Only those lines in the data below from the line containing "Every instance of the wooden spoke" through the line containing "Every instance of the stone arch", both included, should be restated word for word.

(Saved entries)
++++++

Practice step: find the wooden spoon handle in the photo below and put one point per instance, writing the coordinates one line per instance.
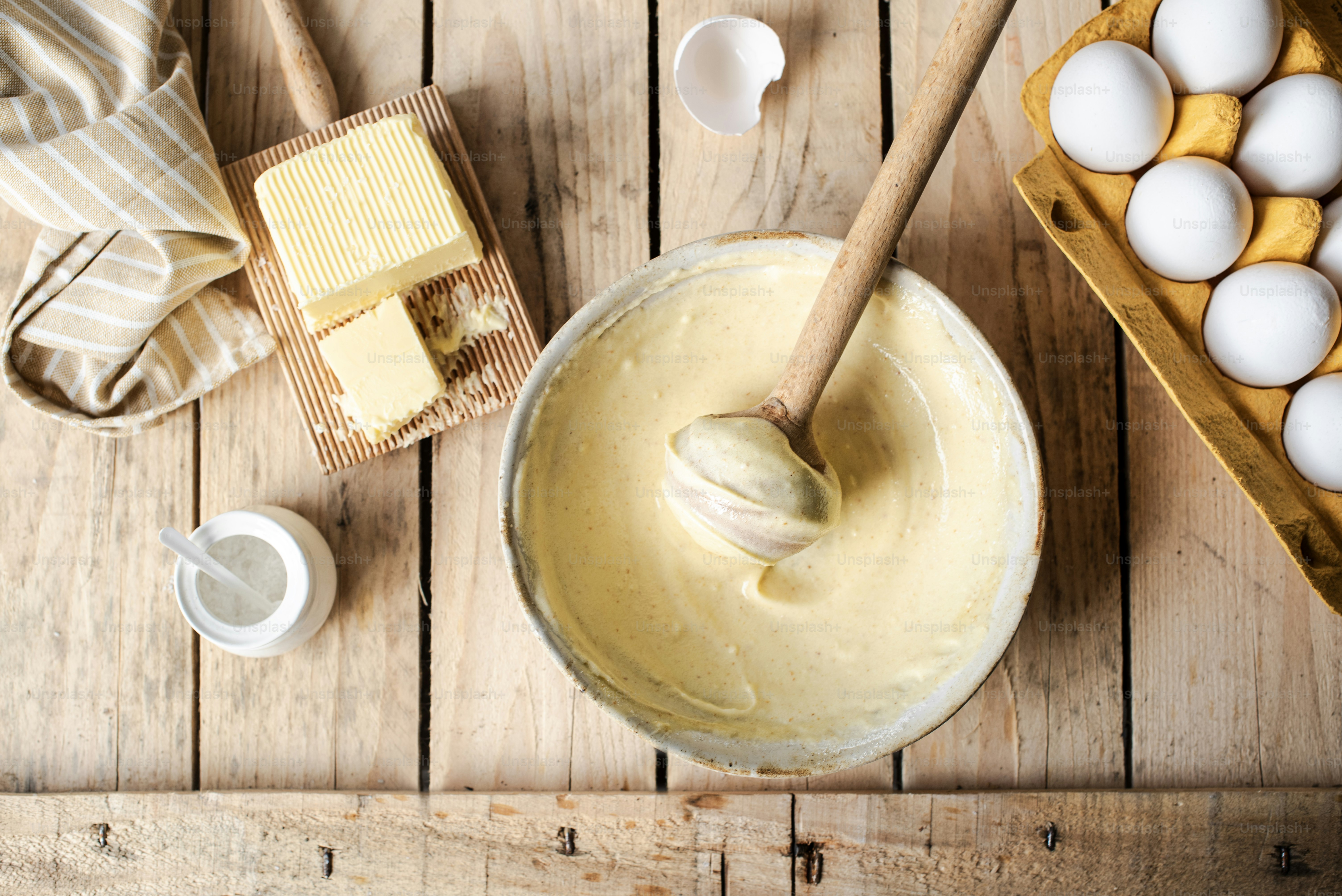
(881, 220)
(305, 73)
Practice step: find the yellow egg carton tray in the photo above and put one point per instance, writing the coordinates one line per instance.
(1083, 212)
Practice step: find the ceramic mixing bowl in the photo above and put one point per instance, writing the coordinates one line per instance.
(741, 754)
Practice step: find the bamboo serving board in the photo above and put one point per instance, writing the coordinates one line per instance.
(1083, 212)
(484, 377)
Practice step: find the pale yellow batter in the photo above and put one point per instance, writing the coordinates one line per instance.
(834, 642)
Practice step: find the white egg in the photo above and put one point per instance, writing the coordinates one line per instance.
(1313, 431)
(723, 68)
(1112, 108)
(1272, 324)
(1292, 139)
(1328, 250)
(1216, 46)
(1190, 219)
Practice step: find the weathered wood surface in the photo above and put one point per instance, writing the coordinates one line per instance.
(1236, 673)
(553, 101)
(951, 844)
(1236, 664)
(96, 691)
(1051, 714)
(343, 710)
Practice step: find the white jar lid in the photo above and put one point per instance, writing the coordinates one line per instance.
(292, 610)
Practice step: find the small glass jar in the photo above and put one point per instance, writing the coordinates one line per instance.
(309, 593)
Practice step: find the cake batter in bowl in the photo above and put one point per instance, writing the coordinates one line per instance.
(833, 658)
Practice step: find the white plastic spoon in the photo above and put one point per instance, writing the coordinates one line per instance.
(183, 548)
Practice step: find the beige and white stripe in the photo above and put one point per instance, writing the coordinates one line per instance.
(103, 143)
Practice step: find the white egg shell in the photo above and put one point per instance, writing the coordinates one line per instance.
(1190, 219)
(1328, 251)
(1272, 324)
(1292, 139)
(721, 70)
(1112, 108)
(1313, 431)
(1216, 46)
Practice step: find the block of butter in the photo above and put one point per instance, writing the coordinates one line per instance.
(384, 368)
(363, 216)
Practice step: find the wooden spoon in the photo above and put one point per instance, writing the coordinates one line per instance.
(309, 84)
(735, 486)
(923, 137)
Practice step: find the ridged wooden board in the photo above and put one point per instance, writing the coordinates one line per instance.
(1083, 214)
(488, 373)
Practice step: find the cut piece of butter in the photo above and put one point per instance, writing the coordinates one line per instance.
(384, 368)
(368, 214)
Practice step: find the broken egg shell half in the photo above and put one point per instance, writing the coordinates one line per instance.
(723, 68)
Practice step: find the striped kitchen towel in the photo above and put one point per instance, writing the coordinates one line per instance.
(103, 143)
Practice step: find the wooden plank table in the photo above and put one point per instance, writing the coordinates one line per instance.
(1169, 643)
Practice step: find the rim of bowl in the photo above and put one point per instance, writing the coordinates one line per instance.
(774, 760)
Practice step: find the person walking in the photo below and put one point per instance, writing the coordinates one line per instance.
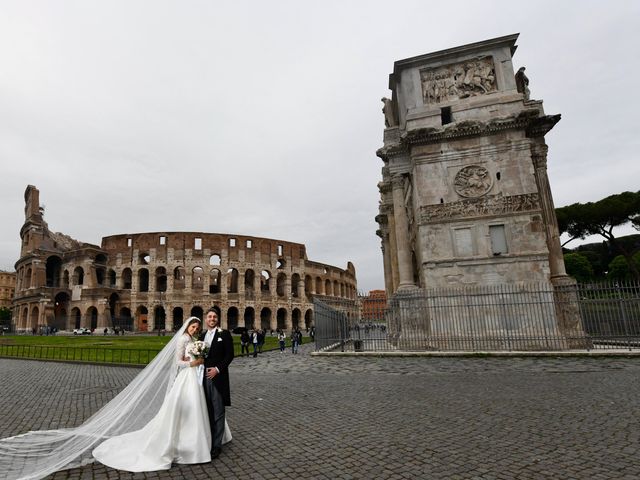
(261, 335)
(294, 342)
(281, 339)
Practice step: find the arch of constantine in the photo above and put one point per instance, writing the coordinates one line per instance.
(153, 281)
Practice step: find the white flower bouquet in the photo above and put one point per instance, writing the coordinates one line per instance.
(198, 349)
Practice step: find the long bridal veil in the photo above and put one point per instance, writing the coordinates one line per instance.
(37, 454)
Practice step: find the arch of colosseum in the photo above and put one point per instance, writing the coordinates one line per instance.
(153, 281)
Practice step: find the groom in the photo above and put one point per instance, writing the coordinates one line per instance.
(216, 377)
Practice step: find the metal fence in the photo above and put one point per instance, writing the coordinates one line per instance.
(524, 317)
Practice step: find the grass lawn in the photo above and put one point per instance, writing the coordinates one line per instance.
(129, 349)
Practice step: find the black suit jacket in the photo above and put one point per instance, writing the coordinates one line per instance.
(220, 356)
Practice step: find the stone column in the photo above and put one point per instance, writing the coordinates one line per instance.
(383, 233)
(556, 260)
(170, 280)
(565, 288)
(241, 285)
(405, 266)
(104, 317)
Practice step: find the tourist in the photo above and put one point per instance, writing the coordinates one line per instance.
(254, 340)
(261, 335)
(244, 342)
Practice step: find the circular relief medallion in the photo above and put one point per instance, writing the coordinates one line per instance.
(472, 181)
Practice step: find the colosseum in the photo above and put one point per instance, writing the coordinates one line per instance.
(152, 281)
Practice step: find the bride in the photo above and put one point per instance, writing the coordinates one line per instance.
(179, 432)
(160, 418)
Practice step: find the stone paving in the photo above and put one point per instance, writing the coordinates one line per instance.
(298, 416)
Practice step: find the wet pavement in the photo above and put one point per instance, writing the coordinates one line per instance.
(310, 417)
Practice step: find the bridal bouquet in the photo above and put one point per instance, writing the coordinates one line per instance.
(198, 349)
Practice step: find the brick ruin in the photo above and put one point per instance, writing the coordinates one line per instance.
(153, 281)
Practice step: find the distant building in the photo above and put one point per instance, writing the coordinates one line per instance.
(374, 305)
(7, 288)
(153, 281)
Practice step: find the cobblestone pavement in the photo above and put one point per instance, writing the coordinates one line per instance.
(298, 416)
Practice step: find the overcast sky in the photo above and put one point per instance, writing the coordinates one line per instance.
(263, 118)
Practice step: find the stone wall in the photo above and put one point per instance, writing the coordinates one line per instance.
(152, 281)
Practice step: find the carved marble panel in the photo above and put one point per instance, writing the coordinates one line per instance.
(478, 207)
(458, 81)
(472, 181)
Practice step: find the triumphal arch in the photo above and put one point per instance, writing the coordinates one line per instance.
(465, 196)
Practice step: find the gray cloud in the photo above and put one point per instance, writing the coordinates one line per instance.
(263, 118)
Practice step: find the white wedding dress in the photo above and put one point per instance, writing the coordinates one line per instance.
(179, 433)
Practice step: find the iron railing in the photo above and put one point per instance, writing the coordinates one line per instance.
(525, 317)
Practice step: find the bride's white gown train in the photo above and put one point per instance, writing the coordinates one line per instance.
(179, 433)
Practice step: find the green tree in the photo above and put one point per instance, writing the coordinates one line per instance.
(5, 314)
(600, 218)
(579, 267)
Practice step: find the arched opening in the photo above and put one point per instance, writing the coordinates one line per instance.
(78, 276)
(308, 285)
(127, 279)
(178, 318)
(249, 282)
(232, 280)
(159, 318)
(295, 280)
(215, 279)
(295, 318)
(196, 311)
(265, 318)
(27, 278)
(76, 317)
(281, 319)
(60, 308)
(35, 317)
(142, 319)
(232, 318)
(124, 321)
(101, 275)
(249, 317)
(161, 279)
(54, 267)
(197, 278)
(143, 280)
(265, 277)
(92, 315)
(178, 278)
(280, 284)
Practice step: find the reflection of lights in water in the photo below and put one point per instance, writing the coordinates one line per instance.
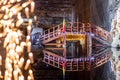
(115, 62)
(10, 21)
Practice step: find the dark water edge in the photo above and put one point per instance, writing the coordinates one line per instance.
(46, 72)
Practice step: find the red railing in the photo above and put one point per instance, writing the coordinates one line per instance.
(76, 28)
(77, 64)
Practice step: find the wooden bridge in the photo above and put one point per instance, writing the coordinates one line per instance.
(56, 48)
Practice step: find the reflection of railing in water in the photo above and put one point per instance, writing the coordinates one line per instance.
(77, 64)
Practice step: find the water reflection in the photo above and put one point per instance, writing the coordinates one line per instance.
(115, 61)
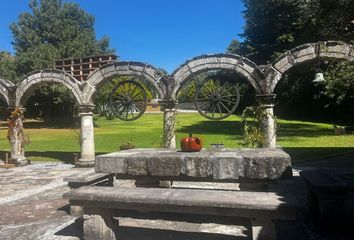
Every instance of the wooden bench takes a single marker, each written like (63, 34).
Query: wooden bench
(331, 197)
(88, 178)
(102, 205)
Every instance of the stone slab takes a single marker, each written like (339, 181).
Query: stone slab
(229, 165)
(206, 202)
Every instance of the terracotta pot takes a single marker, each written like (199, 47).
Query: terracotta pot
(191, 144)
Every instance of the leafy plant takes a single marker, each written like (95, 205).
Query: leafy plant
(127, 144)
(253, 136)
(158, 143)
(15, 128)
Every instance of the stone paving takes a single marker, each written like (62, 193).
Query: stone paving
(32, 207)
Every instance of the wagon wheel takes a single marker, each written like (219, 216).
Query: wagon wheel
(128, 100)
(216, 100)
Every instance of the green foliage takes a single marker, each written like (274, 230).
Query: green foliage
(127, 144)
(275, 26)
(54, 30)
(339, 84)
(7, 66)
(252, 127)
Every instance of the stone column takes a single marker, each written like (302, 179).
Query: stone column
(16, 136)
(169, 123)
(266, 102)
(87, 156)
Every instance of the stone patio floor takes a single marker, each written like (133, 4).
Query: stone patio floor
(32, 207)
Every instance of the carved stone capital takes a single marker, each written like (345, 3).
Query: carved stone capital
(168, 104)
(266, 100)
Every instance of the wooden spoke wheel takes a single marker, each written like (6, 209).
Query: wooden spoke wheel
(216, 100)
(128, 100)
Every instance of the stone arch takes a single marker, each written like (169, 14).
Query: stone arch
(149, 73)
(35, 78)
(304, 53)
(6, 91)
(233, 62)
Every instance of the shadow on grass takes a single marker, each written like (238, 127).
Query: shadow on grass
(316, 154)
(213, 127)
(51, 156)
(54, 125)
(236, 127)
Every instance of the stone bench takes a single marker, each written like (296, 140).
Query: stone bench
(331, 197)
(101, 205)
(88, 178)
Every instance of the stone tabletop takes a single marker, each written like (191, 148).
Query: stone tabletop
(226, 165)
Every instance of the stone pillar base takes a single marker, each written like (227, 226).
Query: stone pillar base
(85, 163)
(21, 162)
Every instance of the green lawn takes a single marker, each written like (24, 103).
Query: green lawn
(303, 140)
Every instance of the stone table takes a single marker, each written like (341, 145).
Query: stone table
(228, 165)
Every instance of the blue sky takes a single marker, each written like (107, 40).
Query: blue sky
(164, 33)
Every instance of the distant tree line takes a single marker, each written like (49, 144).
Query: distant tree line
(275, 26)
(52, 30)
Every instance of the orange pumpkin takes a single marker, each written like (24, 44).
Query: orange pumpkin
(191, 144)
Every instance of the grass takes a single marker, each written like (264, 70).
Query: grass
(303, 140)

++++++

Written answer -
Every instance of the wooden spoke wheel takes a single marker, each written like (6, 209).
Query: wooden spoke wheel
(216, 100)
(128, 100)
Every instance of the stone arch takes a single marker, each written like (169, 14).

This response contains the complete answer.